- Stated goal
Please quote the material exactly, every line of it.

- Data for processing
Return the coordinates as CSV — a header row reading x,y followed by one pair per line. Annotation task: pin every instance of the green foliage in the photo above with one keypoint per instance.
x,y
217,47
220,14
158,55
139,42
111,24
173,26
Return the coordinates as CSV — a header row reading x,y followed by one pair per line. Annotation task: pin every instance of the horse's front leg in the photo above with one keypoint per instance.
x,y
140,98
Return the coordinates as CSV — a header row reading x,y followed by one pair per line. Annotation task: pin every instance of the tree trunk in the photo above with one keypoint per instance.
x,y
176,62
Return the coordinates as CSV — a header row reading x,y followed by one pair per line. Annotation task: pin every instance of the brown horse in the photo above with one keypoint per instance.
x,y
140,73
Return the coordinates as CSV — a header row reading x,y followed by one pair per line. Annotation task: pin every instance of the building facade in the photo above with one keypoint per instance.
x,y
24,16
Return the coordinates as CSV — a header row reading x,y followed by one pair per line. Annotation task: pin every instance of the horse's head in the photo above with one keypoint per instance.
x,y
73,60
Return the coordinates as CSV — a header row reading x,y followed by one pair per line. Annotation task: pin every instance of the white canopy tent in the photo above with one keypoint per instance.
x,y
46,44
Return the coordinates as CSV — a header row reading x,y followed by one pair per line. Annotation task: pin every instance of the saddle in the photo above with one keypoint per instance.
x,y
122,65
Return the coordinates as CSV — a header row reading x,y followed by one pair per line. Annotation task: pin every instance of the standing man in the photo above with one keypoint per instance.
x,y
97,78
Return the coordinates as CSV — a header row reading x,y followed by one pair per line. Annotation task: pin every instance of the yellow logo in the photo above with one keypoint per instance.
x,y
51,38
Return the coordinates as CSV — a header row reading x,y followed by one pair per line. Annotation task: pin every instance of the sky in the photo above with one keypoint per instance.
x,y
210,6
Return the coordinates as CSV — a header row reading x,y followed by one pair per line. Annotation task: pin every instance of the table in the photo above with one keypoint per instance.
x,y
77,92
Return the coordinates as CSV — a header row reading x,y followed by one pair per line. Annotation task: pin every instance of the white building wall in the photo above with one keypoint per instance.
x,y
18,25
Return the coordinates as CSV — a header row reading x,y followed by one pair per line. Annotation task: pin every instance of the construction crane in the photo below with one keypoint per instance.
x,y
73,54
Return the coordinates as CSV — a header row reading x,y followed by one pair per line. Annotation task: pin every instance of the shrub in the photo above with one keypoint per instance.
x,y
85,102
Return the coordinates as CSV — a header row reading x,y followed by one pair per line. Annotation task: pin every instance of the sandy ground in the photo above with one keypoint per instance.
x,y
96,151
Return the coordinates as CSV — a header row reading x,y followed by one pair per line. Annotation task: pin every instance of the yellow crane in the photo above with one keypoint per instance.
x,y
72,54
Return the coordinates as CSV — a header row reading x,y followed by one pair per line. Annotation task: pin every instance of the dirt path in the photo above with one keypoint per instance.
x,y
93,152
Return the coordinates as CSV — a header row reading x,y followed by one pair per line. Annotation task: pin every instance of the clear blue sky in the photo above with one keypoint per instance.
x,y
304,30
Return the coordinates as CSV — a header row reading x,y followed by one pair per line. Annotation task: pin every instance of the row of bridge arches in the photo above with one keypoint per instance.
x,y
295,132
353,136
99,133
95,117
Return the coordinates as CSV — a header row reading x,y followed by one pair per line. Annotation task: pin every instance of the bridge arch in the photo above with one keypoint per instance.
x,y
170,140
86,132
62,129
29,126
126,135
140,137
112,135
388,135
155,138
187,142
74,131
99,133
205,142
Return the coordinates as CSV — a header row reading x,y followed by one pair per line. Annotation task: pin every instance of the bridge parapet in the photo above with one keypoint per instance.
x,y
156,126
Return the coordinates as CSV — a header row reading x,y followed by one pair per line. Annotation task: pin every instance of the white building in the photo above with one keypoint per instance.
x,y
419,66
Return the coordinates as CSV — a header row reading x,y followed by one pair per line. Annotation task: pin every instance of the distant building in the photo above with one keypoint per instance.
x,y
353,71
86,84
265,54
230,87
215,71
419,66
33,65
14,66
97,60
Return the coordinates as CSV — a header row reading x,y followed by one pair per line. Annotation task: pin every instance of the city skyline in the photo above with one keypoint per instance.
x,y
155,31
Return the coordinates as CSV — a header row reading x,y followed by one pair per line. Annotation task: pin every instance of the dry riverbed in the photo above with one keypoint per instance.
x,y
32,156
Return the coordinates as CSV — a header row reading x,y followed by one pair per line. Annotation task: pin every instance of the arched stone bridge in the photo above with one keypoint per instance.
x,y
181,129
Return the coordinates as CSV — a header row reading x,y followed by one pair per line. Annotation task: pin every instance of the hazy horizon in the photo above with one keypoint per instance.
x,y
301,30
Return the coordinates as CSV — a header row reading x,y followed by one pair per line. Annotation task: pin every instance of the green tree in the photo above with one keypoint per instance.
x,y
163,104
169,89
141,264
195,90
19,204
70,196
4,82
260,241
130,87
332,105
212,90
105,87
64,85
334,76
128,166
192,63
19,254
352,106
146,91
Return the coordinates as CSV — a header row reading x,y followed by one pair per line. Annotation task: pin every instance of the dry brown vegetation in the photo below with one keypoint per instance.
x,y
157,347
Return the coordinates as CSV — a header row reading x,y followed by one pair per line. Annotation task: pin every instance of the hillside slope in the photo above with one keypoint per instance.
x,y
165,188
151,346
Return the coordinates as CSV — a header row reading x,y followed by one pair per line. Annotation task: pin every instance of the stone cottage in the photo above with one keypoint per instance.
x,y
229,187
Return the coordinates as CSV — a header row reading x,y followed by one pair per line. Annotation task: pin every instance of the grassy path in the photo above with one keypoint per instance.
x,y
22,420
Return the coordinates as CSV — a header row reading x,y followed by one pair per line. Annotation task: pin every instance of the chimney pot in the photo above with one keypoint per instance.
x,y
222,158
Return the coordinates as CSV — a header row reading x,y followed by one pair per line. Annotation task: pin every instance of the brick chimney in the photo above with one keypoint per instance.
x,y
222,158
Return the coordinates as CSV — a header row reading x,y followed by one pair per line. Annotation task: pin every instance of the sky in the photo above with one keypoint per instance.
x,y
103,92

- Exercise result
Return the coordinates as CSV — a header row reading x,y followed by one pair per line. Annotation task: pin every instance of the green foliage in the photo above with one keypoint per instance.
x,y
217,47
220,14
158,55
139,42
111,24
173,26
Return the coordinates as CSV — a header row reading x,y followed by one pair per line. Annotation task: pin every instance of the horse's front leg in the photo above with one keypoint per instance.
x,y
140,98
Return the coordinates as CSV — a header row reading x,y followed by one pair per line. Annotation task: pin every instance of the tree trunk in the photo above with one keypoint per instance.
x,y
176,62
Return the coordinates as CSV — a header row reading x,y followed by one pair per line. Annotation task: pin every instance of the brown horse in the photo above with one keypoint per instance.
x,y
140,73
Return the coordinates as CSV — a header row reading x,y followed by one pair per line. Annotation task: pin every instance of the building facade in the photo above with one keypoint per instance.
x,y
24,16
Return the coordinates as CSV — a header row reading x,y followed by one pair per line. Annotation task: pin every instance of the horse's head in the photo above with one keypoint per instance.
x,y
73,60
Return the coordinates as CSV — a header row reading x,y followed by one pair per line. Annotation task: pin every instance of the white canopy tent in the photo above with one keypoint per instance.
x,y
46,44
Return the coordinates as CSV — a header row reading x,y followed by one pair per line. Annotation task: pin every instance of the saddle in the photo above with one keypoint per instance.
x,y
122,65
Return the coordinates as CSV — a header row reading x,y followed by one pair per line. Annotation task: pin every instance of the standing man in the photo above with one keypoint per instance.
x,y
97,78
Return the coordinates as CSV — a header row reading x,y followed by one pair per line. Annotation task: pin every instance of the yellow logo in the photo above with one keypoint per instance.
x,y
51,38
Return the coordinates as CSV — a header row reading x,y followed by one pair per line. Annotation task: pin every instance of the sky in the photo above with one keypoint per instance.
x,y
210,6
Return the coordinates as CSV — a header row reading x,y followed by one pair per line. Annotation task: pin every instance of the table in the photo above with one keypoint per instance.
x,y
77,92
Return the coordinates as CSV — a header row reading x,y followed by one pair per line. Annotation task: pin every instance of the white building wall in the photo above with one keypoint per instance.
x,y
18,25
Return the coordinates as CSV — a header row reading x,y followed by one pair per line. Annotation task: pin every instance of the construction crane in the photo below with one keypoint per instance.
x,y
73,54
Return the coordinates as CSV — a header row reading x,y followed by one pair per line. Annotation task: pin every instance of the shrub in the photo above with one keypoint per instance.
x,y
85,102
Return the coordinates as CSV — a header row reading x,y followed by one pair per line. Annotation task: pin every instance of the sandy ground in the photo above with one keypoint per instance.
x,y
96,151
Return the coordinates as CSV — a header row reading x,y followed by one pair per line. Annotation task: pin every instance of the yellow crane in the photo above with one keypoint per instance.
x,y
72,54
Return the coordinates as CSV — a header row reading x,y followed by one pair per line. Annotation task: pin every instance of the dirt path in the photo above with one keypoint per instance.
x,y
93,152
Return the coordinates as CSV — a header row reading x,y followed by one pair per line. Annotation task: pin every instance of the clear blue sky in the photo above with one keypoint per instance.
x,y
304,30
Return the coordinates as CSV — a header row reading x,y followed by one pair per line. Annotation task: pin every instance of the row of bridge arches in the photo above with one keypoint per instance.
x,y
295,132
353,136
99,133
95,117
Return the coordinates as CSV — a header row reading x,y followed by one pair per line. Annotation task: pin every instance of the bridge arch in the photo above with one keypoint per instance.
x,y
170,140
86,132
62,129
29,126
126,135
140,137
112,135
388,135
155,138
187,142
74,131
99,133
205,142
Return the coordinates as CSV — a header row reading x,y followed by one pair per line. Annotation task: pin every instance of the bridge parapet in the photo above with one keypoint per instance.
x,y
156,126
Return the coordinates as CSV — a header row reading x,y followed by one pair per line. Annotation task: pin every instance of the white building in the photo above with one keypoint per instance.
x,y
419,66
Return the coordinates as CSV — a header row reading x,y followed by one pair per line. Annotation task: pin every instance of the distant building in the photo above with one keypoint per instance.
x,y
353,71
86,84
265,54
230,87
215,71
419,66
33,65
14,66
97,60
Return the coordinates as CSV — a header row reading x,y followed by one pair per line. Annotation task: pin every instance of the city skyline in the photo above with one keypoint per instance.
x,y
155,31
Return the coordinates as CSV — a header row reading x,y followed by one pair per line. Annotation task: pin every instance of the dry riverbed in the photo above with one keypoint per instance.
x,y
32,156
Return the coordinates as CSV — a header row reading x,y followed by one pair per line. Annotation task: pin every instance of the arched stone bridge in the photo above with one keypoint per instance.
x,y
181,129
Return the coordinates as CSV — a header row reading x,y followed by one pair per line. Annotation task: pin every instance of the hazy horizon in the photo above with one keypoint per instance.
x,y
301,30
Return the coordinates as CSV — a header row reading x,y followed by one pair per line. Annotation task: pin every instance of the green tree in the photo above with one keypoint per instance.
x,y
163,104
169,89
141,264
195,90
19,204
70,196
4,82
260,241
130,87
332,105
212,90
105,87
64,85
334,76
128,166
192,63
19,254
352,106
146,91
Return the coordinates as CSV — a header row reading x,y followed by one pair per line. Annotation task: pin every instance of the dry brown vegetation in the photo below with one keypoint per instance.
x,y
157,347
Return the coordinates as CSV — a header row reading x,y followed by one pair per line. Annotation task: pin every instance of the hillside slope in the photo above with one keypoint per instance.
x,y
165,188
151,346
Return the coordinates as CSV — a header row reading x,y followed by one pair per line. Annotation task: pin every instance of the stone cottage in the photo above with one keypoint per instance.
x,y
229,187
Return the coordinates as CSV — a header row reading x,y followed by one pair per line. Annotation task: pin every instance of the grassy path in the photo above with one keypoint per instance.
x,y
22,420
Return the coordinates as CSV — a header row reading x,y followed by one pair per line. Annotation task: pin every instance of the chimney pot in the photo above with one keypoint per instance.
x,y
222,158
Return the coordinates as CSV — a header row reading x,y followed by one pair per line. Annotation task: pin every instance of the brick chimney in the photo above with one keypoint per instance.
x,y
222,158
Return the coordinates as CSV — a header row reading x,y followed by one pair per line. Annotation task: pin every instance of the sky in the photo above with one keypoint per instance.
x,y
103,92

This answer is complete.